===== The data =====

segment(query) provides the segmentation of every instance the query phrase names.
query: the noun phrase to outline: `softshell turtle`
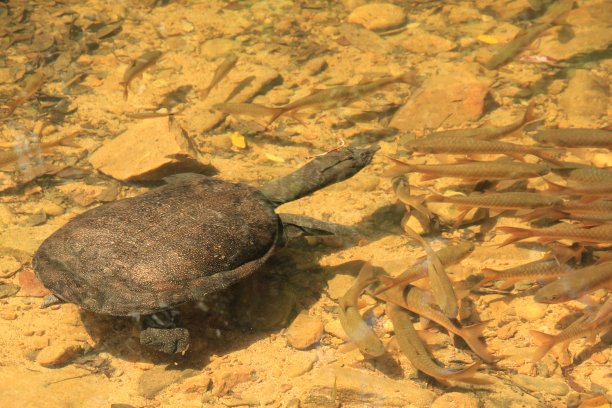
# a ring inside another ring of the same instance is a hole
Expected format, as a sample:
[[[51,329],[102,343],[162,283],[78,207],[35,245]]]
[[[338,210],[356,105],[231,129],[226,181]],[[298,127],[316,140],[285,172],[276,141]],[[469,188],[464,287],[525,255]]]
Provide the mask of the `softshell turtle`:
[[[177,175],[136,197],[87,211],[47,238],[32,261],[56,302],[115,316],[146,316],[141,343],[183,352],[186,329],[170,311],[250,275],[283,231],[326,223],[277,215],[275,208],[345,180],[379,149],[346,148],[318,156],[257,189],[202,175]],[[290,225],[291,228],[287,228]]]

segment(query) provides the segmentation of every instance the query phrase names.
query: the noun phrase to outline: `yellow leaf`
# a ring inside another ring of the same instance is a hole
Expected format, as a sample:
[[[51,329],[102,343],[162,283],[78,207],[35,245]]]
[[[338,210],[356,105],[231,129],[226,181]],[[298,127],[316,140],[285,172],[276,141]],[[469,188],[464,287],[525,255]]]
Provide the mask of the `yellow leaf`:
[[[232,139],[232,145],[239,149],[246,149],[246,139],[238,132],[234,132],[231,134],[230,138]]]
[[[499,44],[499,40],[492,35],[481,34],[476,39],[485,44]]]
[[[266,153],[266,158],[276,163],[284,163],[285,159],[272,153]]]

=====

-- Your task --
Should a record include a picture, drop the picture and write out the remainder exactly.

-- Answer box --
segment(query) provides the segmentation of every instance the query phrase names.
query: the noun phrase to outline: `softshell turtle`
# a ring inside another ring of the same instance is a hole
Expected format, as a sample:
[[[51,329],[102,343],[162,283],[78,207],[35,245]]]
[[[338,210],[356,105],[231,129],[226,181]],[[298,127],[316,140],[285,172],[276,141]],[[469,188],[464,287],[525,255]]]
Provide the mask of the `softshell turtle`:
[[[177,175],[136,197],[87,211],[47,238],[32,261],[56,302],[115,316],[146,316],[141,343],[183,352],[186,329],[170,311],[250,275],[283,231],[326,223],[277,215],[275,208],[345,180],[379,149],[346,148],[318,156],[257,189],[202,175]],[[290,225],[291,228],[287,228]]]

segment(query) provides the segmentation of every instance the query phrase names.
query: the noun phrase to outline: `yellow leaf`
# a ring inside another ring of the same instance is a hole
Expected format, as a sample:
[[[51,329],[102,343],[162,283],[78,207],[35,245]]]
[[[338,210],[356,105],[231,129],[226,181]],[[298,127],[316,140],[285,172],[276,141]],[[469,188],[464,287],[525,255]]]
Provide the mask of the `yellow leaf`:
[[[232,139],[232,145],[239,149],[246,149],[246,139],[238,132],[234,132],[231,134],[230,138]]]
[[[499,44],[499,40],[492,35],[481,34],[476,39],[485,44]]]
[[[266,153],[266,158],[276,163],[284,163],[285,159],[272,153]]]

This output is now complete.